━━━━━ TRECHO DA FONTE

A lei de investimentos em mineração da Argentina e seu código de mineração, que regulamenta a atividade de lítio, permite a importação de equipamentos com isenção de impostos, inclui incentivos e estabilidade fiscal e impõe royalties de apenas 3% para as exportações. Mas não estabelece mecanismos de diálogo com as comunidades, nem inclui ferramentas para avançar na agregação de valor.

A situação é diferente no Chile e na Bolívia, onde o lítio é considerado um recurso estratégico. No Chile, as empresas privadas operam sob contratos com o Estado, com royalties flexíveis entre 6% e 40%, e os recursos são destinados ao financiamento de centros de pesquisa. Enquanto isso, na Bolívia, o sistema é público e projetos-piloto foram desenvolvidos, mas ainda não estão em fase industrial.

Conflitos ambientais

Em áreas em disputa, podem surgir conflitos sobre a água. “A mineração de lítio compete por um recurso essencial como a água, já que essas [salinas] são áreas de extrema aridez”, explica María Laura Castillo Díaz, da Fundação Ambiente e Recursos Naturais (Farn). “A pouca água doce disponível é subterrânea, e é um recurso básico para as comunidades e a biodiversidade”.

As empresas perfuram um poço entre 200 a 400 metros de profundidade para extrair água juntamente com minerais. O líquido jorra por um a dois anos em piscinas enormes, de onde a água evapora. O composto resultante requer, assim, grandes quantidades de água doce para formar carbonato de lítio.

O conflito continuará a existir enquanto os direitos indígenas não forem reconhecidos

Na salina de Olaroz e em Catamarca, o setor de lítio está avançando, apesar de provocar tensões com comunidades vizinhas. Já em Salinas Grandes, uma bacia que se encontra nas províncias de Salta e Jujuy, onde vivem 33 comunidades:  vários projetos exploratórios foram interrompidos devido a conflitos e, como resultado, praticamente não há presença comercial ativa.

Alicia Chalabe, advogada das comunidades de Salinas Grandes, diz que elas estão “organizadas” e que “o conflito continuará a existir enquanto os direitos indígenas não forem reconhecidos”. Ela acrescenta que “a legislação regional não contempla o direito à consulta prévia”. As comunidades não são devidamente informadas, nem lhes é pedido consentimento quando as condições de biodiversidade são afetadas”.

Acordo de Escazú


Ratificado por 12 países da América Latina, o Acordo de Escazú foi ratificado pela Argentina em 2020

A reivindicação das comunidades se baseia na Convenção 169 da Organização Internacional do Trabalho (OIT), que diz respeito à proteção das terras dos povos indígenas e tradicionais, e que foi ratificada pela lei argentina. O Acordo de Escazú, o primeiro tratado ambiental da América Latina e do Caribe, também está em vigor, e estabelece normas regionais para os direitos ambientais.

━━━━━━━━━━

● **TAREFA PROPOSTA A**
Reescreva como lista numerada as linhas dos registros, começando na linha que contém "Find every instance of the thin" e terminando na linha que contém "<point>421,197</point>", e omita as linhas em branco.
● **TAREFA PROPOSTA B**
Prossiga o texto sobre a mineração de lítio e os conflitos com as comunidades a partir da última frase apresentada.

━━━━━ MATERIAL APRESENTADO

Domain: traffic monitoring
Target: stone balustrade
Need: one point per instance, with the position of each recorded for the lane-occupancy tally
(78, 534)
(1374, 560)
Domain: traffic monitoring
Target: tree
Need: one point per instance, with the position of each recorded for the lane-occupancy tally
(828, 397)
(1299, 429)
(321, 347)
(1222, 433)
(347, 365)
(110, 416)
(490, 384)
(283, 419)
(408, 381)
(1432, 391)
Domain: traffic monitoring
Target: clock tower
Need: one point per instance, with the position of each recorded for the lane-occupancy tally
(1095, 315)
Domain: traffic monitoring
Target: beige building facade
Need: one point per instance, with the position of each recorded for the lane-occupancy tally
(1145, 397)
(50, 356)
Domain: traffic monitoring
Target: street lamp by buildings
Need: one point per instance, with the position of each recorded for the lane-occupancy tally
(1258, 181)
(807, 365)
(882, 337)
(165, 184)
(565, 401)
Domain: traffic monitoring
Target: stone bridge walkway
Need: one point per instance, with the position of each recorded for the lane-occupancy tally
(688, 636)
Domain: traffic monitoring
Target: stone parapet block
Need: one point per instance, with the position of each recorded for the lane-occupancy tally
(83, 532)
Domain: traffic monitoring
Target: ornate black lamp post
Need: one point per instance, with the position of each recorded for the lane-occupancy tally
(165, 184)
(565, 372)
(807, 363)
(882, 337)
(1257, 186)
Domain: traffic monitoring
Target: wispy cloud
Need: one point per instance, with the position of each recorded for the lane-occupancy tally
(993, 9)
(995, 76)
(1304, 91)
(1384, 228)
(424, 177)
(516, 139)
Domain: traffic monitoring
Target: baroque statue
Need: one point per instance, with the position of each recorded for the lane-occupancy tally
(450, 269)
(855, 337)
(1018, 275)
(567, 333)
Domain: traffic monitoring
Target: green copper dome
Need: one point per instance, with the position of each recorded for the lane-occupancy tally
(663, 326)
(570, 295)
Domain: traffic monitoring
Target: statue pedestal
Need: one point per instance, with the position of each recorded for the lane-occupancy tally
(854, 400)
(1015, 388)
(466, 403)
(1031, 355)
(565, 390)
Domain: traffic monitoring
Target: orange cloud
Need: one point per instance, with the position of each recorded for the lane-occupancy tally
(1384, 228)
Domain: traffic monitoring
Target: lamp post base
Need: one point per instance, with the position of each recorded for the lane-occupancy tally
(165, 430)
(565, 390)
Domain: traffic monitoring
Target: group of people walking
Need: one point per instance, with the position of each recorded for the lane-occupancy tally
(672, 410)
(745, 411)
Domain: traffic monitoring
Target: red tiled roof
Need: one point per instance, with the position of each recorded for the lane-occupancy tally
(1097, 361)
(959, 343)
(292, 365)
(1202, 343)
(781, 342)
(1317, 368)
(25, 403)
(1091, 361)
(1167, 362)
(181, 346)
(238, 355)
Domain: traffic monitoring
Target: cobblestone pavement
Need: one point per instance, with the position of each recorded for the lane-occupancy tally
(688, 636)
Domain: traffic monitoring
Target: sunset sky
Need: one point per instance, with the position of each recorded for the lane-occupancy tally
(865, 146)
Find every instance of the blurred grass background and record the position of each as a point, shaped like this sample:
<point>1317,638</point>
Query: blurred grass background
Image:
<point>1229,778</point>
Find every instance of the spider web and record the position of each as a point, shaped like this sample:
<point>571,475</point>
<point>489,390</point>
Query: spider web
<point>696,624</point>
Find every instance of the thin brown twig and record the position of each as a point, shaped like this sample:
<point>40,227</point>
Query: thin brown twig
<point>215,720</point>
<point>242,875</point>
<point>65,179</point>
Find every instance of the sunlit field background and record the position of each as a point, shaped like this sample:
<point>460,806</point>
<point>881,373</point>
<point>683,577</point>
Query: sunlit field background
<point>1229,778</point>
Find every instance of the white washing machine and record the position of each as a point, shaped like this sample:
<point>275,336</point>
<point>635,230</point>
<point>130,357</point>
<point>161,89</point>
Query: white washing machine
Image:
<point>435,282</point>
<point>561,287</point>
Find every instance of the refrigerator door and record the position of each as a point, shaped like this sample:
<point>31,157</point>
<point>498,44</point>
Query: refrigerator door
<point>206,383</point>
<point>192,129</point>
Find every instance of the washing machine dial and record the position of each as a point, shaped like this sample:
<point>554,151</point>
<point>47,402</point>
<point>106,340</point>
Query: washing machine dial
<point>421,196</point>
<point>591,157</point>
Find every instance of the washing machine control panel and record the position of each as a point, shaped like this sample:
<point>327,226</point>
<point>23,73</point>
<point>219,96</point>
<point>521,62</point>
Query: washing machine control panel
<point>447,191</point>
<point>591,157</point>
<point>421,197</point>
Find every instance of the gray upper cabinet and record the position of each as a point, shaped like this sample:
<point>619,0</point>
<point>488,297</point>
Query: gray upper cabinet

━━━━━━━━━━

● **RESPOSTA ESCRITA A**
1. Find every instance of the thin brown twig and record the position of each as a point, shaped like this sample:
2. <point>40,227</point>
3. Query: thin brown twig
4. <point>215,720</point>
5. <point>242,875</point>
6. <point>65,179</point>
7. Find every instance of the sunlit field background and record the position of each as a point, shaped like this sample:
8. <point>460,806</point>
9. <point>881,373</point>
10. <point>683,577</point>
11. Query: sunlit field background
12. <point>1229,778</point>
13. Find every instance of the white washing machine and record the position of each as a point, shaped like this sample:
14. <point>275,336</point>
15. <point>635,230</point>
16. <point>130,357</point>
17. <point>161,89</point>
18. Query: white washing machine
19. Image:
20. <point>435,282</point>
21. <point>561,287</point>
22. Find every instance of the refrigerator door and record the position of each as a point, shaped like this sample:
23. <point>31,157</point>
24. <point>498,44</point>
25. Query: refrigerator door
26. <point>206,383</point>
27. <point>192,129</point>
28. Find every instance of the washing machine dial and record the position of each as a point, shaped like this sample:
29. <point>554,151</point>
30. <point>47,402</point>
31. <point>106,340</point>
32. Query: washing machine dial
33. <point>421,196</point>
34. <point>591,157</point>
35. Find every instance of the washing machine control panel and record the position of each as a point, shaped like this sample:
36. <point>327,226</point>
37. <point>23,73</point>
38. <point>219,96</point>
39. <point>521,62</point>
40. Query: washing machine control panel
41. <point>447,191</point>
42. <point>591,157</point>
43. <point>421,197</point>

● **RESPOSTA ESCRITA B**
No entanto, com a crescente demanda de lítio, conflitos sobre essas terras e seus recursos podem se intensificar — particularmente dadas as ineficiências no processo de extração de lítio. Como explica Ernesto Calvo, da Universidade de Buenos Aires: “O método atual de extração de lítio não é sustentável devido ao volume de água que requer e aos resíduos que gera. Também é muito ineficiente em termos econômicos, o que significa que não atenderá ao aumento de 35 vezes na demanda esperada em um cenário em que os veículos elétricos se disseminem”.

Calvo e sua equipe desenvolveram um novo método de extração que compete com projetos de empresas e governos de todo o mundo para alcançar escala industrial. “Mais cedo ou mais tarde, haverá uma mudança tecnológica em favor de um método de extração mais eficiente, econômico e ambientalmente correto”, disse ao Diálogo Chino.

Plano argentino para o lítio

O governo de Alberto Fernández estuda um projeto de lei que visa consolidar uma empresa pública para a produção de lítio, juntamente com uma comissão independente que funcionaria nos níveis científico, técnico, comercial e industrial. A comissão convidaria a participação dos governos nacionais e provinciais, comunidades indígenas e universidades. Haveria também uma nova agência destinada a estimular o desenvolvimento científico do lítio. Fontes entre os deputados pró-governo argumentam que esta nova entidade pública deveria assemelhar-se à YPF, a empresa petrolífera nacional, mas destacam que as concessões das salinas representam um problema.

Trabalhadores manuseiam carbonato de lítio
Trabalhadores manuseiam carbonato de lítio após processamento na usina de Rincón, em Salta, na Argentina (Imagem: Agustin Marcarian / Alamy)

Federico Nacif, especialista em lítio do Conselho Nacional de Pesquisa Científica e Técnica, diz que “a primeira coisa que deve ser regulamentada são os projetos que estão atualmente em andamento. De qualquer forma, os planos para produzir lítio com uma empresa estatal poderiam entrar em vigor dentro de oito anos”.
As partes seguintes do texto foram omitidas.